======== Input data ========
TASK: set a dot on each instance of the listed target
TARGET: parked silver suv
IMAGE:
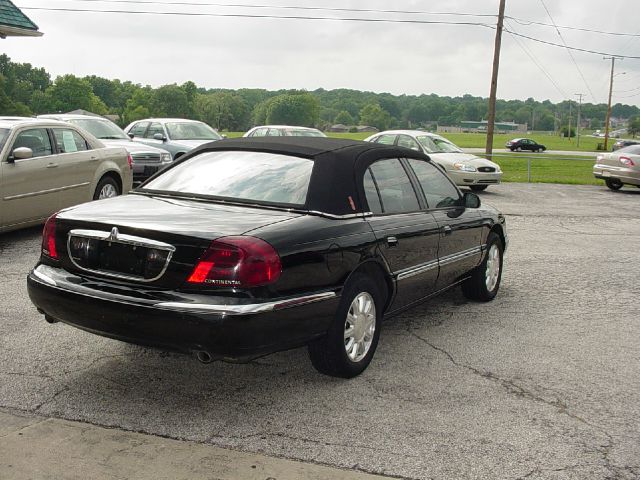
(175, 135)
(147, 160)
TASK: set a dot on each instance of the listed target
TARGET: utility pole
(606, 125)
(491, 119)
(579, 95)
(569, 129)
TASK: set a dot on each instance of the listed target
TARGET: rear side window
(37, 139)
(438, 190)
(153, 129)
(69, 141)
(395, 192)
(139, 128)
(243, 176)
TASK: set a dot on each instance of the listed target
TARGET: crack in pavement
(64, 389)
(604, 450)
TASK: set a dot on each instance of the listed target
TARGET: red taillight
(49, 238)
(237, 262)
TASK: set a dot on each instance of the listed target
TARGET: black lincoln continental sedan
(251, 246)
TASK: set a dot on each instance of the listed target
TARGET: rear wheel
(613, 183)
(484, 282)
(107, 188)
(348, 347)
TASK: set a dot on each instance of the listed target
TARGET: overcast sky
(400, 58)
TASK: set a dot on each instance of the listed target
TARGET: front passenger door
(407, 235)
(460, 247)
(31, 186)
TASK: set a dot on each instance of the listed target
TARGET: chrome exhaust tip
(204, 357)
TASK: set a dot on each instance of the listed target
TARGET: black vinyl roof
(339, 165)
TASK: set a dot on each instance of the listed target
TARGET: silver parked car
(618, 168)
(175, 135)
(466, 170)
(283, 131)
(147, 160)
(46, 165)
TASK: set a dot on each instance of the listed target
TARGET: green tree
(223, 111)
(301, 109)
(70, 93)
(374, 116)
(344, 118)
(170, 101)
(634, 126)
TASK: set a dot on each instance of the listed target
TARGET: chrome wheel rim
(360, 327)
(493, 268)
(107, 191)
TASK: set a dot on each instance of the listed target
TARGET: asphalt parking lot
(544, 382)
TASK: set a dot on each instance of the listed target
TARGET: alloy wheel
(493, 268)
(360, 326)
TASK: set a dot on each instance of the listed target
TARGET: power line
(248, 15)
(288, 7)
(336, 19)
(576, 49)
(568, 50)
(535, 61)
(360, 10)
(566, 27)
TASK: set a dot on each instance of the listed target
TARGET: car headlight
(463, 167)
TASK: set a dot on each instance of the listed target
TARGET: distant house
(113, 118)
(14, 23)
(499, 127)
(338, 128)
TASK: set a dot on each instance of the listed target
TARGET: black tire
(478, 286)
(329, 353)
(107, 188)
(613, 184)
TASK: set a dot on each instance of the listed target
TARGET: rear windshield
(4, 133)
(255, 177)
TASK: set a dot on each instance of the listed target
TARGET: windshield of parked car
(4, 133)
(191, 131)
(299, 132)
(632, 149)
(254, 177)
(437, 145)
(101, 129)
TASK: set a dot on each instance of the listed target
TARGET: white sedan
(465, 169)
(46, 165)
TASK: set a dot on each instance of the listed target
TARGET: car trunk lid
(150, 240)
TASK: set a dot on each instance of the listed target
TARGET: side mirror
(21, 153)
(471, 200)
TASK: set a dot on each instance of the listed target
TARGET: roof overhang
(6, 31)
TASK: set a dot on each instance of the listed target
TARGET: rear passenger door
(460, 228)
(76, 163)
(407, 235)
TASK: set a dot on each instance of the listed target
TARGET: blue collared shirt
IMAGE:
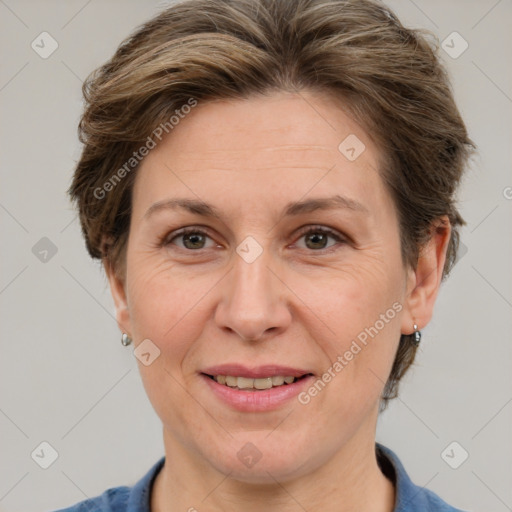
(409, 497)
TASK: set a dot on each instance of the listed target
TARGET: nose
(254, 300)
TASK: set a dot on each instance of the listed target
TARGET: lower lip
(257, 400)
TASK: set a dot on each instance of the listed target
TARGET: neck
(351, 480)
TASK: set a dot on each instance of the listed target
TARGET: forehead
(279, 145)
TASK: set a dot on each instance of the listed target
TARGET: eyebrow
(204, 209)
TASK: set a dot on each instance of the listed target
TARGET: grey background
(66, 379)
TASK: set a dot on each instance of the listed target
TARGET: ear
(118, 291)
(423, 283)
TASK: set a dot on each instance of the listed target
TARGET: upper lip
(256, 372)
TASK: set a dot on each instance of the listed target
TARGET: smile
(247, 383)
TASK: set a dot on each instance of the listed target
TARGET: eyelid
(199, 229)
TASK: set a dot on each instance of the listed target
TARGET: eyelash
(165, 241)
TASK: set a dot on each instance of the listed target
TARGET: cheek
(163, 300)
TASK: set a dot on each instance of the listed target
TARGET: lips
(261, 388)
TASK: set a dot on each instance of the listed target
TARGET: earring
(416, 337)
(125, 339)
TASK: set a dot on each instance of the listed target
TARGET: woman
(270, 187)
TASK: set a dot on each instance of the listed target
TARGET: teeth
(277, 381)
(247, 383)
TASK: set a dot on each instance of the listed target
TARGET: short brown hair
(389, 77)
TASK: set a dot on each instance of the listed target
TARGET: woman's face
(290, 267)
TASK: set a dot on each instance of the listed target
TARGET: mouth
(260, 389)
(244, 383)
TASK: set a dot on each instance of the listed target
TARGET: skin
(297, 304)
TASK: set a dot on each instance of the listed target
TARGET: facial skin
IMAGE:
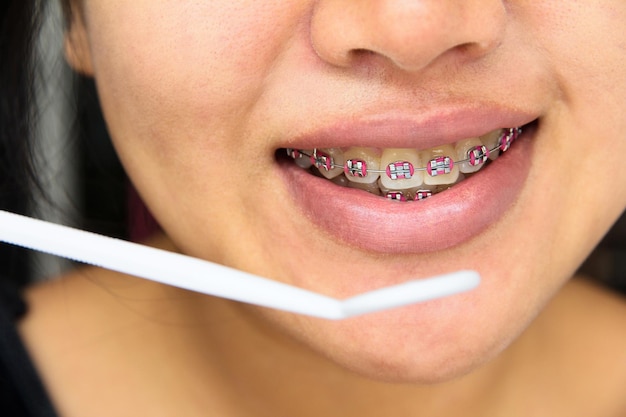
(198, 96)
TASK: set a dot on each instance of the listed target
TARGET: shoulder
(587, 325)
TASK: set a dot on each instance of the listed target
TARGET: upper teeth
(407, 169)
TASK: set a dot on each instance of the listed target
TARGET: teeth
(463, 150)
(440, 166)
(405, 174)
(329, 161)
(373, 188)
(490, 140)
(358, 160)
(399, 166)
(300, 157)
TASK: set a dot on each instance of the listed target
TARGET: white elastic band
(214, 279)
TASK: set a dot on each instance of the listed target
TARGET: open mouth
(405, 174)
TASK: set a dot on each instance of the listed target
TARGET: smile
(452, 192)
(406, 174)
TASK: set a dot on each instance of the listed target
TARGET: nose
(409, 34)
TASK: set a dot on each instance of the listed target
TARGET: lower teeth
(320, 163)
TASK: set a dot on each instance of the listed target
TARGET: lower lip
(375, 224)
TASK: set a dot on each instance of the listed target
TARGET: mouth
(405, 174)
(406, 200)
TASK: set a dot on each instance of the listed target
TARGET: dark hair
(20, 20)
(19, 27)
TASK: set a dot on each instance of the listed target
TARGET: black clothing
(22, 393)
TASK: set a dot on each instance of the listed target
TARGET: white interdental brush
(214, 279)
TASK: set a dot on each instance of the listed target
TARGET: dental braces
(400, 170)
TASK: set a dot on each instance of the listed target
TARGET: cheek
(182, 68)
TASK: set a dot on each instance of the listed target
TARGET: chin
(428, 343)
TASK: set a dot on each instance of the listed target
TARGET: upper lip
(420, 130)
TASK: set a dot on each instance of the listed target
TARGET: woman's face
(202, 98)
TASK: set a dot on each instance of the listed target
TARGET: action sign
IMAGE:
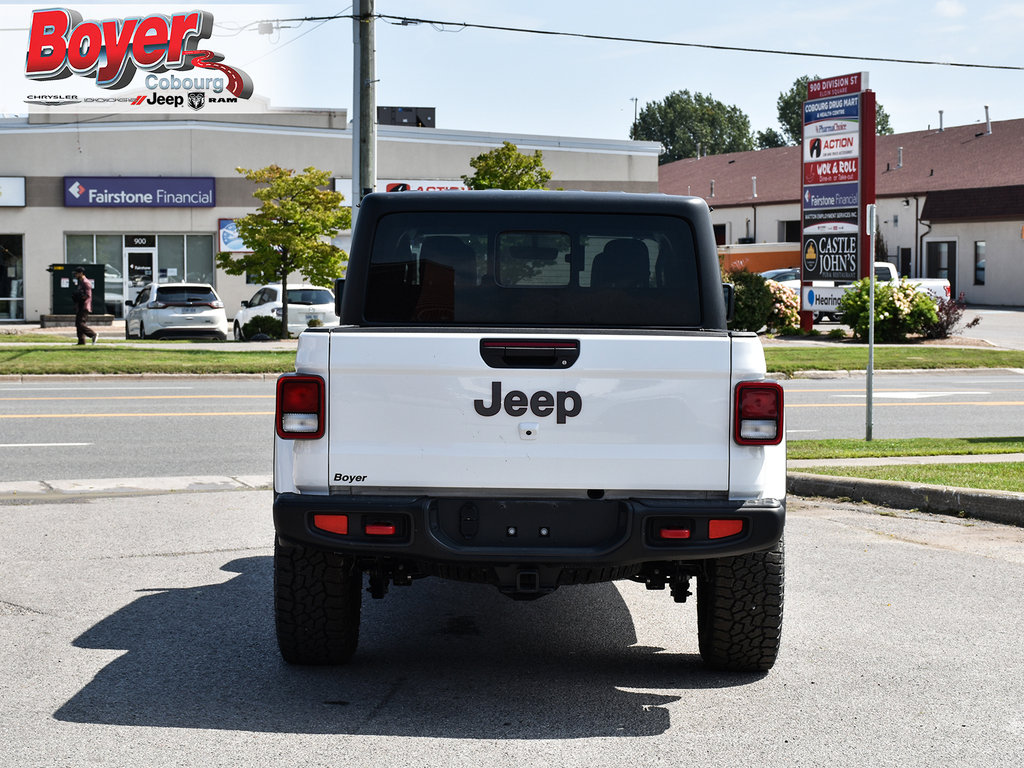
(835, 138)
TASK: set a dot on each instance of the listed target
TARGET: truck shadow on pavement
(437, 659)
========
Copy every record exactly, but skip the pictures.

TASK: set a dot on each instance of the listed target
TARGET: parked silver suv
IMAGE:
(175, 135)
(147, 160)
TASK: set a dot on each instance of the listed target
TARGET: utility pole
(606, 125)
(491, 119)
(579, 95)
(569, 129)
TASK: set a dot on each instance of the listed target
TARGET: rear side window
(37, 139)
(438, 190)
(153, 129)
(69, 141)
(395, 192)
(139, 128)
(243, 176)
TASK: set a dot on each instance of the listed target
TARGET: crack in pavement
(64, 389)
(604, 450)
TASK: set a dot on each instance of the listed target
TARGET: red taillight
(49, 238)
(237, 262)
TASK: set a dot on each instance of the listed target
TARGET: black lincoln continental sedan
(251, 246)
TASK: set a dot on each instance of the listed target
TARGET: rear wheel
(613, 183)
(484, 282)
(107, 188)
(348, 347)
TASK: set a dot on each instance of the listed target
TARGET: overcast sky
(400, 58)
TASK: set a dot on each instance of the listed target
TARGET: front passenger door
(407, 235)
(460, 247)
(31, 186)
TASK: set a dot on each instance of the listed target
TARGET: chrome exhaust tip
(204, 357)
TASK: set a dot on each instance of the listed target
TARGET: black vinyl roof
(339, 165)
TASK: set a dot on each instance of the listed target
TARGET: silver parked car
(618, 168)
(175, 135)
(466, 170)
(283, 131)
(147, 160)
(46, 165)
TASK: set a dot on each instance of the listed target
TARGET: green tree
(223, 111)
(301, 109)
(70, 93)
(374, 116)
(344, 118)
(170, 101)
(634, 126)
TASK: set a dot on each instance of the listed target
TARGET: chrome wheel rim
(360, 327)
(493, 268)
(107, 191)
TASK: set a dot on each instance of the listed target
TARGET: asphalt parking lot
(544, 382)
TASK: set a dot on each instance of the listed target
TARGET: alloy wheel
(493, 268)
(360, 326)
TASK: set a dot on each instance of the listed target
TARGET: power line
(248, 15)
(288, 7)
(336, 19)
(576, 49)
(568, 50)
(535, 61)
(360, 10)
(566, 27)
TASK: set a dot on each instance of the listed target
TARGET: car headlight
(463, 167)
TASK: set a dot on each instance of the listed target
TARGET: distant house
(113, 118)
(14, 23)
(499, 127)
(338, 128)
TASK: set a dot on each instance of the listed target
TARGET: black tire
(478, 286)
(329, 353)
(107, 188)
(613, 184)
TASK: set a dot on each instance of the listed target
TARGET: rear windshield
(4, 133)
(255, 177)
TASK: set a dot on each instance of the listed target
TARGET: windshield of parked car
(4, 133)
(191, 131)
(299, 132)
(632, 149)
(254, 177)
(437, 145)
(101, 129)
TASK: set a dot on each instance of the listed target
TARGET: white sedan
(465, 169)
(46, 165)
TASK: set a dot on each instance of the listed target
TARGET: car trunk lid
(150, 240)
TASK: set a dot on each instance of the listed target
TARGET: side mirror
(21, 153)
(471, 200)
TASK: set a dot on each instance of the listed target
TARGET: roof overhang
(6, 31)
TASK: set a dot on each instance of the listed target
TARGET: rear passenger door
(460, 228)
(76, 163)
(407, 235)
TASK: set a dot on each instance of the listed target
TARGET: blue collared shirt
IMAGE:
(409, 497)
TASK: set a dot on each instance of the listed target
TARGET: nose
(254, 300)
TASK: set a dot on each instance of the listed target
TARGET: lower lip
(257, 400)
TASK: set a dot on each instance of the listed target
TARGET: neck
(351, 480)
TASK: set a dot on each instance of the listed target
TARGET: forehead
(279, 145)
TASK: set a dot on each instance of the listed target
TARGET: eyebrow
(204, 209)
TASK: set a dot on each instance of the listed target
TARGET: grey background
(66, 379)
TASK: set a dot on each instance of the listed target
TARGET: ear
(118, 291)
(423, 283)
TASK: set a dot on each instance of the listed target
TARGET: upper lip
(256, 372)
TASK: set a dot on each instance of the listed target
TARGET: smile
(247, 383)
TASK: set a dot on each instance of the listed target
TARGET: eyelid
(199, 229)
TASK: set a dot on each instance of the listed target
TARGET: eyelash
(165, 241)
TASK: set a dot on each instance of the listed target
TARGET: cheek
(163, 300)
TASK: set a dot on each instance of the listed target
TARGET: lips
(261, 388)
TASK: set a dot on each instance of the listed target
TARGET: earring
(416, 337)
(125, 339)
TASK: set a dot on each instance of the listed target
TARGET: woman
(270, 187)
TASK: set a dot on each instance of the listed target
TARGET: teeth
(277, 381)
(247, 383)
TASK: set a dot on each instance of the listed target
TARGET: short brown hair
(389, 77)
TASK: set a dot on each instance of the listed target
TARGET: woman's face
(290, 267)
TASK: set a dot on each instance of the listed target
TARGET: mouth
(260, 389)
(244, 383)
TASK: set a dot on each instance of the listed target
TARGET: skin
(297, 304)
TASK: set a dot on each instance of the listed target
TARGET: facial skin
IMAGE:
(198, 96)
TASK: set a dot on each instance of the listed target
TARGET: shoulder
(587, 325)
TASK: set a dot on each instance of the listed target
TARGET: upper teeth
(407, 169)
TASK: set a dot on each instance of the listed target
TARGET: teeth
(463, 150)
(440, 166)
(405, 174)
(329, 161)
(373, 188)
(490, 140)
(358, 160)
(399, 166)
(300, 157)
TASK: set a dot on each instance of the listed target
TARGET: white elastic band
(214, 279)
TASK: set a dot on each instance of the listed target
TARGET: open mouth
(405, 174)
TASK: set a dot on each instance of the listed target
TARGET: smile
(452, 192)
(406, 174)
TASK: set a dot on each instance of the listed target
TARGET: nose
(409, 34)
TASK: set a dot on each instance of the listed target
TARGET: lower teeth
(320, 163)
TASK: set a dot on each instance of the listed target
TARGET: lower lip
(375, 224)
TASK: set a dot on each instance of the listed target
TARGET: mouth
(405, 174)
(406, 200)
TASK: set a dot on each instance of the listed target
TARGET: dark hair
(20, 20)
(19, 27)
TASK: set a dot on each instance of the listed target
TARGET: black clothing
(22, 393)
TASK: set a dot on each instance of the listed target
TARGET: white interdental brush
(214, 279)
TASK: set a dot on each instance of the listed target
TARGET: dental braces
(400, 170)
TASK: set a dot on each instance of the listed target
TARGET: cheek
(182, 68)
TASK: set a dot on each instance of the listed target
TARGET: chin
(428, 343)
TASK: set a dot on each instance of the listed target
TARGET: upper lip
(420, 130)
TASK: set a dot on each instance of the listed target
TARGET: woman's face
(202, 98)
TASK: set a dot on each instance of the listed target
TARGET: action sign
IMAGE:
(835, 138)
TASK: set a dot on each instance of the listed target
TARGET: truck shadow on pavement
(437, 659)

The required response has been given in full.